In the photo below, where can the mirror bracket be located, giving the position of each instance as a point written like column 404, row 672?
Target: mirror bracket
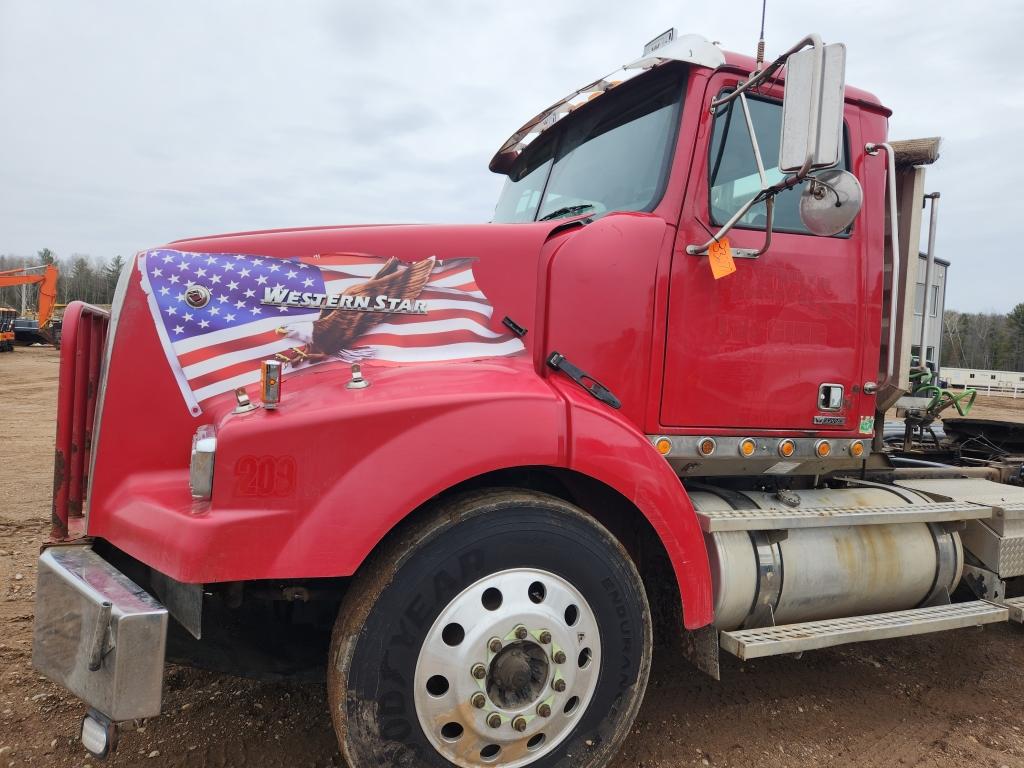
column 767, row 193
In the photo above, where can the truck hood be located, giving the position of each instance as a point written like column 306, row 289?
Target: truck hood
column 192, row 324
column 389, row 295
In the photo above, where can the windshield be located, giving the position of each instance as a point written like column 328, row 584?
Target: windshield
column 612, row 156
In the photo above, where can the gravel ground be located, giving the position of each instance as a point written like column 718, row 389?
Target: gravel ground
column 950, row 699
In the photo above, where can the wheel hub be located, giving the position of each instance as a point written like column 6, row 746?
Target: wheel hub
column 507, row 669
column 518, row 675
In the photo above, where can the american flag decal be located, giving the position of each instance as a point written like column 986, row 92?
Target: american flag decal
column 218, row 347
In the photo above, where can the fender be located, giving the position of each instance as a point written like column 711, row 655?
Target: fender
column 607, row 448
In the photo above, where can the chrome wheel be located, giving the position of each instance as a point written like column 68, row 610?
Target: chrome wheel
column 507, row 669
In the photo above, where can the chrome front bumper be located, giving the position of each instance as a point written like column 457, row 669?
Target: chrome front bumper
column 98, row 634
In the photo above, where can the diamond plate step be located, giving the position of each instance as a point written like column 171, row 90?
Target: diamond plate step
column 795, row 638
column 1010, row 510
column 811, row 517
column 1016, row 606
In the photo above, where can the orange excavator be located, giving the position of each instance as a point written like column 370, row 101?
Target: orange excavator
column 47, row 282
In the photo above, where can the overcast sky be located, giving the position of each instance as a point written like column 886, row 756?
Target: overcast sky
column 127, row 124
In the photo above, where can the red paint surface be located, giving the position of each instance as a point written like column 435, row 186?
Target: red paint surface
column 310, row 488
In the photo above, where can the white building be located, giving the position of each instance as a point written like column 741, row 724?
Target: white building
column 933, row 344
column 1003, row 381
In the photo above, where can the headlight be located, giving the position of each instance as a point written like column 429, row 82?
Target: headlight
column 201, row 465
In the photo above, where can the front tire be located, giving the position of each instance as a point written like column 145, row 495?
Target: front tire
column 506, row 629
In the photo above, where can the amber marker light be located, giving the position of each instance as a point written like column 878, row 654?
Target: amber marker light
column 270, row 383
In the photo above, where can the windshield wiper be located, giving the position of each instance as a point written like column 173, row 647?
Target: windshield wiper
column 565, row 211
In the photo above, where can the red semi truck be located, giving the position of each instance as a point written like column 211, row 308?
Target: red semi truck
column 473, row 472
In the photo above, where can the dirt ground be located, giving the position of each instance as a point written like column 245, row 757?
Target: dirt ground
column 949, row 699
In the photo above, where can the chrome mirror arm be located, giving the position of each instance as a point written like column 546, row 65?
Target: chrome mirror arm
column 764, row 195
column 768, row 192
column 741, row 253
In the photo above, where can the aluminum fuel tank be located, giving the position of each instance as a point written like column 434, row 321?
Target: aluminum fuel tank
column 825, row 572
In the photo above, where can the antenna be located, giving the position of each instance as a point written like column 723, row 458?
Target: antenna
column 761, row 40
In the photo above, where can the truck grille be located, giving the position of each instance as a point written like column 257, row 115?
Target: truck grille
column 83, row 338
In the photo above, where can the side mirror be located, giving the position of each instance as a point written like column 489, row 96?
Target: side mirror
column 812, row 110
column 829, row 202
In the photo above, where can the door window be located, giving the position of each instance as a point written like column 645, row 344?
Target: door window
column 732, row 172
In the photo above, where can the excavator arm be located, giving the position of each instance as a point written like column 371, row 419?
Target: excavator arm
column 47, row 283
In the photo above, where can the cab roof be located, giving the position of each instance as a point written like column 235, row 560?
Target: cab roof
column 692, row 49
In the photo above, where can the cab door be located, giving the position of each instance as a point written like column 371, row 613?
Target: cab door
column 780, row 343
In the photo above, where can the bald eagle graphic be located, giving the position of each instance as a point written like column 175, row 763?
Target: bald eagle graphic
column 334, row 334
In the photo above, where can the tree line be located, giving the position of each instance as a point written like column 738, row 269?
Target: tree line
column 970, row 339
column 81, row 278
column 982, row 340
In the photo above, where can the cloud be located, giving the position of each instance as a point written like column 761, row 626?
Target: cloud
column 127, row 124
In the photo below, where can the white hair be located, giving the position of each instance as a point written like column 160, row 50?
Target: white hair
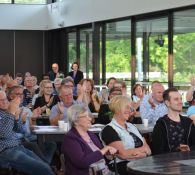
column 74, row 112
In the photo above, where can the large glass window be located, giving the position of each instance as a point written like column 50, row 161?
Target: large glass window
column 118, row 50
column 86, row 52
column 184, row 46
column 152, row 50
column 71, row 48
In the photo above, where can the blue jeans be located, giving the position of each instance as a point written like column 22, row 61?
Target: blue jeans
column 25, row 161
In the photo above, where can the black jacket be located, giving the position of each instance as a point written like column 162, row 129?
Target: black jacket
column 160, row 139
column 77, row 78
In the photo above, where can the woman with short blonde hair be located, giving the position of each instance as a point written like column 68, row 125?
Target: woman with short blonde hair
column 81, row 148
column 123, row 135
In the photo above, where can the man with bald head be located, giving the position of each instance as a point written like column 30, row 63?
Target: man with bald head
column 153, row 106
column 54, row 73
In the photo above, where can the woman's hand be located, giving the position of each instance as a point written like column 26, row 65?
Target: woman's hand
column 14, row 106
column 137, row 155
column 108, row 149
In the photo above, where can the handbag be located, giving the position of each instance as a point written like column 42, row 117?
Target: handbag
column 100, row 168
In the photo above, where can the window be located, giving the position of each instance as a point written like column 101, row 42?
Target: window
column 71, row 48
column 152, row 50
column 5, row 1
column 184, row 46
column 118, row 50
column 30, row 1
column 86, row 52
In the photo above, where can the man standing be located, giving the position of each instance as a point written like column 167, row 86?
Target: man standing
column 152, row 106
column 173, row 132
column 59, row 111
column 55, row 73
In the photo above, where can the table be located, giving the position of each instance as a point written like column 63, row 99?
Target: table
column 177, row 163
column 48, row 133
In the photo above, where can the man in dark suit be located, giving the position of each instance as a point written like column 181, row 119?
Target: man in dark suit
column 76, row 75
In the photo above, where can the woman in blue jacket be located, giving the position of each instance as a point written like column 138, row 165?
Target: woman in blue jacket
column 81, row 148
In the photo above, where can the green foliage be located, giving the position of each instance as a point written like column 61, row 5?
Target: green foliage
column 118, row 56
column 184, row 57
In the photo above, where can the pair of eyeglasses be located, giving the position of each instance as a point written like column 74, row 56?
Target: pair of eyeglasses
*****
### Exercise requirements
Lines holding "eyeglasses": give how many there are in the entries above, and nothing more.

### Written response
2